▸ Excerpt:
Village in Leicestershire, England

Hugglescote is a village on the River Sence in North West Leicestershire, England. The village is about 1 mi south of the centre of Coalville, and its built-up area is now contiguous with the town.

Hugglescote and Donington le Heath were part of the parish of Ibstock until 1878, when they were formed into a separate civil parish. Against local belief, Hugglescote is not classed as Coalville. The civil parish of Hugglescote and Donington le Heath was reinstated by an order made in May 2010, and the new parish council held its first meeting in May 2011.

==Manor==
The manor was held by Hugh le Despencer in 1217 and was in various hands until 1464 when the king granted it to William Hastings.

In 1463 William Beaumont, 2nd Viscount Beaumont held the manors of Donington and Hugglescote. However, in the Wars of the Roses Beaumont had fought for the House of Lancaster so he was attaindered and Edward IV granted Donington and Hugglescote to the Yorkist courtier William Hastings, 1st Baron Hastings.

As of 1831 the Marquis of hastings was lord of the manor.

The Hastings family's manor house has been lost. It had a formal garden in which a red brick building was erected in about 1700 and altered in about 1820. The building survives but part of its stone slate roof has collapsed.

▸ Exercise objective: Copy everything from "Hugglescote and Donington le Heath were" down to "to William Hastings." in the Hugglescote text, and rename "parish council" to "village council".

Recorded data
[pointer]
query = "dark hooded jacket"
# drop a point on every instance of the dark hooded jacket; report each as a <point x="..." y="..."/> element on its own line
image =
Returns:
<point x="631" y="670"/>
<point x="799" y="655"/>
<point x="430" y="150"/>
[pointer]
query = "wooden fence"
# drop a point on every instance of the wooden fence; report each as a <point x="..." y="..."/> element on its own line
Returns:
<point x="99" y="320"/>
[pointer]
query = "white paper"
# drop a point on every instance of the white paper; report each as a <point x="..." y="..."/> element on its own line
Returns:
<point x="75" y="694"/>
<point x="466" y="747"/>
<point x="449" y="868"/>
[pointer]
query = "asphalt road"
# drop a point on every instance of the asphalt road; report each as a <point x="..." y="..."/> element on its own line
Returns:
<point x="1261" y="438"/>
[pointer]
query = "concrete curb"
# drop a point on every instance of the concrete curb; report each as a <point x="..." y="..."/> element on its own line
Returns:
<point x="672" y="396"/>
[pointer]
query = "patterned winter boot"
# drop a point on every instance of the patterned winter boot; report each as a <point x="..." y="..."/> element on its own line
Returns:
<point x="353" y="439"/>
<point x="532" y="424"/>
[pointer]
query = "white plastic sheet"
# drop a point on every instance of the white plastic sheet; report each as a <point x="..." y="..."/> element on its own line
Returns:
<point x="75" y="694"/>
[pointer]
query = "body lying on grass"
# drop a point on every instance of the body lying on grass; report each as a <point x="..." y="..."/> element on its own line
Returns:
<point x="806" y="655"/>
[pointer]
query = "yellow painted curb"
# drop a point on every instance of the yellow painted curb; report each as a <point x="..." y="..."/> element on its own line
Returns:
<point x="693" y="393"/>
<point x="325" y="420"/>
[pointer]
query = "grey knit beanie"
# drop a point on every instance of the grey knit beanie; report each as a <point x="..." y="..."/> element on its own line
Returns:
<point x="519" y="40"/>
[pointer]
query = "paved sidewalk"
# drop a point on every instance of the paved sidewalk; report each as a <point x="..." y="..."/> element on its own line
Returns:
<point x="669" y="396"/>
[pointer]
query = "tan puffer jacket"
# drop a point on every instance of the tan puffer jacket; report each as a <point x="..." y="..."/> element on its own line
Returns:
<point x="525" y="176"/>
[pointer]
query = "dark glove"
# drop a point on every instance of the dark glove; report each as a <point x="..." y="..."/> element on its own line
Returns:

▸ Output of the exercise:
Hugglescote and Donington le Heath were part of the parish of Ibstock until 1878, when they were formed into a separate civil parish. Against local belief, Hugglescote is not classed as Coalville. The civil parish of Hugglescote and Donington le Heath was reinstated by an order made in May 2010, and the new village council held its first meeting in May 2011.

==Manor==
The manor was held by Hugh le Despencer in 1217 and was in various hands until 1464 when the king granted it to William Hastings.